FRAGMENTO DEL TEXTO
★ ★ ★

DIA DE LA PASION
Iván Vera-Pinto
Soto
Académico UNAP
Fue durante mis primeros años como
estudiante secundario cuando comenzó mi entusiasmo por el teatro, un mundo
mágico que me cautivó desde aquel momento y que aún lo llevo, por cuatro
décadas, en mi maleta. Así, como otras historias personales, el encuentro con
este arte fue casual, tal como es el amor apasionado.
Hoy, por sobre otras cosas, me doy
cuenta que mi vocación está en las tablas y decididamente estoy involucrado
como actor, escritor y director de muchas producciones teatrales. Tal vez, en
este relato no hay nada nuevo que descubrir, nada diferente a la existencia de
otros “locos” del arte. Sin embargo, debo reconocer que el poder y espíritu
teatral se enquistó profundamente en mi conciencia cuando viví en la ciudad de
Ayacucho; en ese “Macondo” peruano lleno de contradicciones políticas y
sufrimientos sociales. Fue allí donde aprendí
a ganarle a la vida y exponer públicamente mis ideales, actuando en escuelas,
sindicatos, plazas, comunidades campesinas y actos públicos.
En ese punto de la tierra, escenario
terribles dramas, fue donde me convencí que el teatro era un importante medio
que podía influir en la personas y en la historia de las naciones. Fue por ese
tiempo que más de alguna de mis obras provocó la reacción airada de la
autoridad política, provocándome dolores de cabeza e incluso la privación de mi
libertad.
A mi regreso a Iquique (1979), en
pleno gobierno dictatorial, no pretendí hacer teatro para no convertirme en
cómplice de la censura artística que existía en el país. Sin embargo, en esos
difíciles días, necesitaba buscar un refugio, un metro cuadrado, para mi cultivar
mi secreta pasión. Fue así que surgió la posibilidad de trabajar en la Universidad de Chile
y desde entonces han pasado veintinueve años de labor ininterrumpida; ciertamente,
con altos y bajos, con alegrías y lágrimas. Y no podía ser de otra manera, no
hay ningún teatrista en la tierra que no sude, sufra y se atormente por llevar
adelante sus obsesiones, en un ambiente social que no siempre le es favorable.

★ ★ ★

ENTRADAS
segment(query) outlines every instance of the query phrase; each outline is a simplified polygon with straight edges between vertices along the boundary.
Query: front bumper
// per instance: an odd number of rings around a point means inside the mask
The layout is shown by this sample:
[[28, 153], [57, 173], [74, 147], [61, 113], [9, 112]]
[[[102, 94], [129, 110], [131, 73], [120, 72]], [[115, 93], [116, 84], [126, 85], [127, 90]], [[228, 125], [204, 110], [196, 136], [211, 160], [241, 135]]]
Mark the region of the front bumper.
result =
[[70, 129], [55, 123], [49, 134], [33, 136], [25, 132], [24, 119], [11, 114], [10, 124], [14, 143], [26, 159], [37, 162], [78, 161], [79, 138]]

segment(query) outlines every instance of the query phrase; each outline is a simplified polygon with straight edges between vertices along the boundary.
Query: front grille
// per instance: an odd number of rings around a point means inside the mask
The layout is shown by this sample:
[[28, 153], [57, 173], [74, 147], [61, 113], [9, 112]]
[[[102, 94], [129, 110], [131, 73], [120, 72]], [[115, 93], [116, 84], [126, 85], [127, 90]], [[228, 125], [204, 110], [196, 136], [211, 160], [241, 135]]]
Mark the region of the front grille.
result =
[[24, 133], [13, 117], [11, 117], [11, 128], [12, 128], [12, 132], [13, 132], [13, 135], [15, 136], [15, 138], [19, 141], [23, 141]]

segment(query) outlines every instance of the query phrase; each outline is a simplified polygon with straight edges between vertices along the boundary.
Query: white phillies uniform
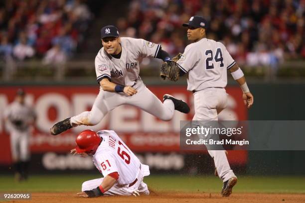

★ ★ ★

LA TAREA
Transcriba del texto sobre el teatro el pasaje que va desde "DIA DE LA PASION" hasta "el amor apasionado.". Las entradas no guardan relación alguna con el texto sobre el teatro.

RESULTADO DEL EJERCICIO
DIA DE LA PASION
Iván Vera-Pinto
Soto
Académico UNAP
Fue durante mis primeros años como
estudiante secundario cuando comenzó mi entusiasmo por el teatro, un mundo
mágico que me cautivó desde aquel momento y que aún lo llevo, por cuatro
décadas, en mi maleta. Así, como otras historias personales, el encuentro con
este arte fue casual, tal como es el amor apasionado.